- [Short task]
In the passage below on parametrized YQL queries, translate the sentence "YDB CLI can execute parameterized YQL queries." into Spanish.

- [Passage]
Running parametrized YQL queries and scripts
Overview
YDB CLI can execute parameterized YQL queries. To use parameters you need to declare them using the YQL DECLARE
command in your YQL query text.
To run parameterized YQL queries you can use the following YDB CLI commands:
These commands support the same query parametrization options. Parameter values can be set on the command line, uploaded from JSON files, and read from stdin
in binary or JSON format. On stdin
you can stream multiple parameter values triggering multiple YQL query executions with batching options.
Warning
Among the above commands, only the table query execute
applies retry policies. Such policies ensure reliable query execution and continuity when certain data ranges are unavailable for a short time because of partition changes or other regular processes in a distributed database.

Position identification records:
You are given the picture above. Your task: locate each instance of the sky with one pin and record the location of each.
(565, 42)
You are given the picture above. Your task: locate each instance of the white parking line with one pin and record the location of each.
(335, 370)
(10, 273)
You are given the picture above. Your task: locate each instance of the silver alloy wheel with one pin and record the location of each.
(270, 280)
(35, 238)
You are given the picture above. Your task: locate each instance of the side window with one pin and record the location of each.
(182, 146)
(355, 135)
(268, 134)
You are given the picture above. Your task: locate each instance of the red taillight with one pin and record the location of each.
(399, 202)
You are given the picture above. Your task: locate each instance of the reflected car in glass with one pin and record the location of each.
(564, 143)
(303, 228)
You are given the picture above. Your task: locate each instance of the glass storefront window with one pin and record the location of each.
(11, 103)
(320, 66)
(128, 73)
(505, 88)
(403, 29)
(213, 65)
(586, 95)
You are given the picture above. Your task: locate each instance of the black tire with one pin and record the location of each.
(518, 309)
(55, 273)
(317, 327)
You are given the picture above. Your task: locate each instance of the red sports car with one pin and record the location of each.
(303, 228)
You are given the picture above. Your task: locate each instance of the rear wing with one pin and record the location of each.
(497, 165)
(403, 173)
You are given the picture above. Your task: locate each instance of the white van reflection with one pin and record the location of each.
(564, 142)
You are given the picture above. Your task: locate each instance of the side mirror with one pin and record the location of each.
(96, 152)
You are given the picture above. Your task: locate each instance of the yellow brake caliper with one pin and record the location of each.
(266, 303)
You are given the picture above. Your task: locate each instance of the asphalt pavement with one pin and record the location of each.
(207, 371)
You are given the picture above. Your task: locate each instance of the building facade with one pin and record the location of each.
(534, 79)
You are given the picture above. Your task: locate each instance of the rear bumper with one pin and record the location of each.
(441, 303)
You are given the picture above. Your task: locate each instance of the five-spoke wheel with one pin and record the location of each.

- [The reply]
YDB CLI puede ejecutar consultas YQL parametrizadas.